**READING PASSAGE**
--------------------------------------------------

GDG Model Copies and DCB Attributes

When you create a new generation, the system can inherit DCB attributes (record format, record length, block size) from a model dataset. This ensures consistency across generations:

//* Define a model dataset for the GDG
//DEFMODEL EXEC PGM=IEFBR14
//GDGMODEL DD  DSN=GBANK.TXN.ARCHIVE.MODEL,
//             DISP=(NEW,CATLG),
//             SPACE=(TRK,(0)),
//             DCB=(RECFM=FB,LRECL=200,BLKSIZE=27800)
//*
//* New generations inherit DCB from model
//ARCOUT   DD  DSN=GBANK.TXN.ARCHIVE(+1),
//             DISP=(NEW,CATLG,DELETE),
//             SPACE=(CYL,(200,100),RLSE),
//             DCB=GBANK.TXN.ARCHIVE.MODEL

Without a model dataset, each generation must explicitly specify its DCB attributes in the JCL. If a developer forgets or uses inconsistent values, downstream programs that read the GDG may fail or produce incorrect results.

GDG Recoverability

When a batch job that creates a GDG generation fails, you face a decision: the partially written generation exists in the catalog. The DISP=(NEW,CATLG,DELETE) parameter tells the system to delete the dataset if the step abends. But what if the step completes with a high return code instead of abending? Maria's standard practice is explicit cleanup:

//* Step to clean up failed GDG generation
//    IF (ARCHIVE.RC > 4) THEN
//CLEANUP  EXEC PGM=IEFBR14
//BADGEN   DD  DSN=GBANK.TXN.ARCHIVE(+1),
//             DISP=(OLD,DELETE,DELETE)

--------------------------------------------------

**PROBLEMS TO SOLVE**
1. Reproduce the GDG passage word for word from "Without a model" up to and including "produce incorrect results.".
2. List every DD name defined in the JCL statements of the GDG passage.
The rows that follow have no connection to the GDG passage.

--------------------------------------------------

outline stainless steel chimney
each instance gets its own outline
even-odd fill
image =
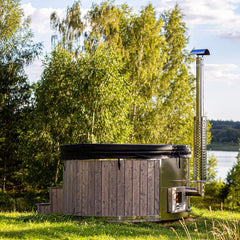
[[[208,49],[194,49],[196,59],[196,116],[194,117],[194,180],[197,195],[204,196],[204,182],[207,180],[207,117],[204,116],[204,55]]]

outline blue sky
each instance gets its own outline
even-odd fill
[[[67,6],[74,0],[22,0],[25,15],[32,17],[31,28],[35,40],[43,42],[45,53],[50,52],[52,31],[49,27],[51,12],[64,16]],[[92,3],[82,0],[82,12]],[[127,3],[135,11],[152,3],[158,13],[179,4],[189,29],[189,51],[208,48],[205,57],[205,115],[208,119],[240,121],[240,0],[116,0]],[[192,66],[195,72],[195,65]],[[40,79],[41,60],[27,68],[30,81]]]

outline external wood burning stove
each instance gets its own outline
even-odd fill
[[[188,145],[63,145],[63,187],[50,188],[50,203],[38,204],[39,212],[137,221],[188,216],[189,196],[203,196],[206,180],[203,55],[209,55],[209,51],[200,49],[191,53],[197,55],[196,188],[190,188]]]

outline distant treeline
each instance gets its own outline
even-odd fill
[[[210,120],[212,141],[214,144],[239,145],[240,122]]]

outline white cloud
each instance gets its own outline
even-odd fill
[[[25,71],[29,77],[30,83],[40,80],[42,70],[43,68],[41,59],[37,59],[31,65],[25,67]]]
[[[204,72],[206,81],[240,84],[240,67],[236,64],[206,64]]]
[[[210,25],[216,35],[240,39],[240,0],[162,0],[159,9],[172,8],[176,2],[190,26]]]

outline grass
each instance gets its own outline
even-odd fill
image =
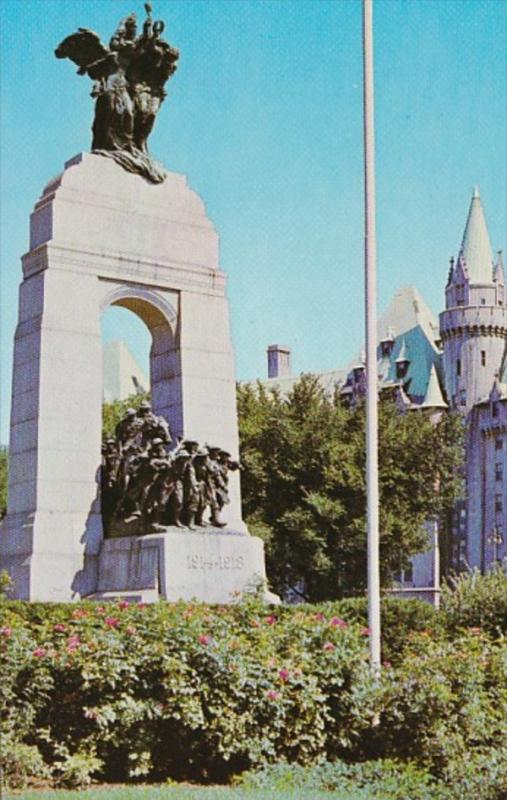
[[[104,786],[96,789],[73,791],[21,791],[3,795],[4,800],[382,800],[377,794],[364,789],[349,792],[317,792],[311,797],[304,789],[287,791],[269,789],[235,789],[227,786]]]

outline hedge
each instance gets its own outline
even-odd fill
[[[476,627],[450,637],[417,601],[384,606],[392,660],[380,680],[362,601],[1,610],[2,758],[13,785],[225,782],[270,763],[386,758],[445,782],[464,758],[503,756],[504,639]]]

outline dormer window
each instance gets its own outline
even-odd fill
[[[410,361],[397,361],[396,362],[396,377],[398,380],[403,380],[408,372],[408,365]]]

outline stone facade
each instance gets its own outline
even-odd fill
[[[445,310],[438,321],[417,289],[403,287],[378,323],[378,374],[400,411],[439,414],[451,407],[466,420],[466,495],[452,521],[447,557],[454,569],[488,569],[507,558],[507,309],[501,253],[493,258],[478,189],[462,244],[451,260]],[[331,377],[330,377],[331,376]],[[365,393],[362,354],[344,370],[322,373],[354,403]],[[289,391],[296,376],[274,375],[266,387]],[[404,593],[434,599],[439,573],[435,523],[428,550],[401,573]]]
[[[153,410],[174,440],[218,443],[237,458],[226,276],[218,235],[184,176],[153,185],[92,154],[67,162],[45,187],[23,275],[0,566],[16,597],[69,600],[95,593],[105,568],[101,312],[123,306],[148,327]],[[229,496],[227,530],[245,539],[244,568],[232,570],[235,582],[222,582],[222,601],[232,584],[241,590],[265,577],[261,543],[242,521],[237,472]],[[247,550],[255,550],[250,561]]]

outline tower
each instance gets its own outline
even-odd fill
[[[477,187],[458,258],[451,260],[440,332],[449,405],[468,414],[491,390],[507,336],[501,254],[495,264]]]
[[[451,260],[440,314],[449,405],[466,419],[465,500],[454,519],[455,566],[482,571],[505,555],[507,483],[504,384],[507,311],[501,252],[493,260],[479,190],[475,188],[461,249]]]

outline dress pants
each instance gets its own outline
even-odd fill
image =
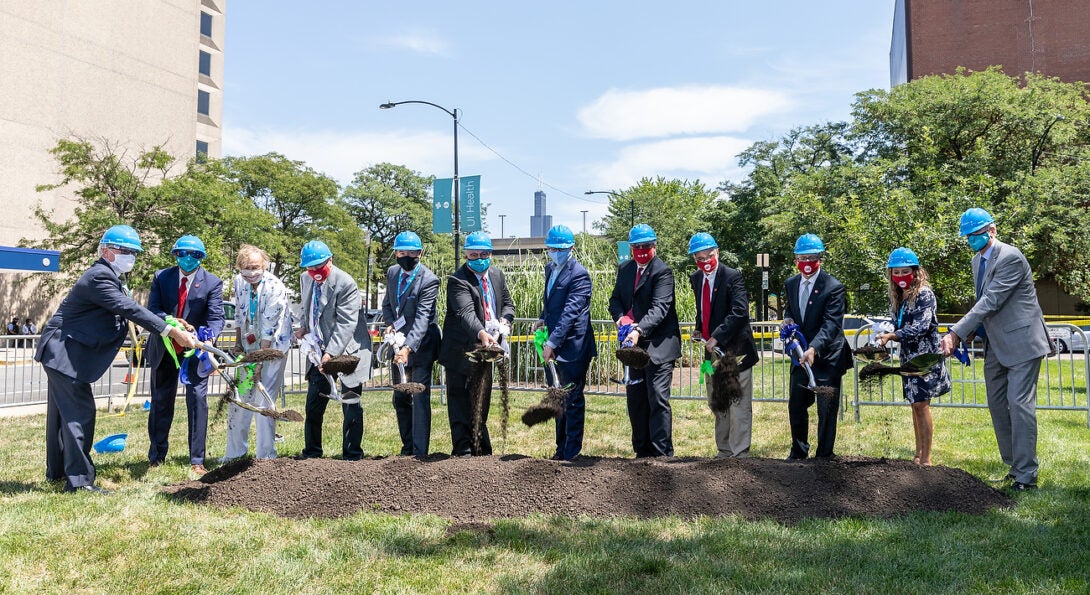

--------------------------------------------------

**RESPONSES IN ORDER**
1.
Without a model dataset, each generation must explicitly specify its DCB attributes in the JCL. If a developer forgets or uses inconsistent values, downstream programs that read the GDG may fail or produce incorrect results.

2. GDGMODEL, ARCOUT, BADGEN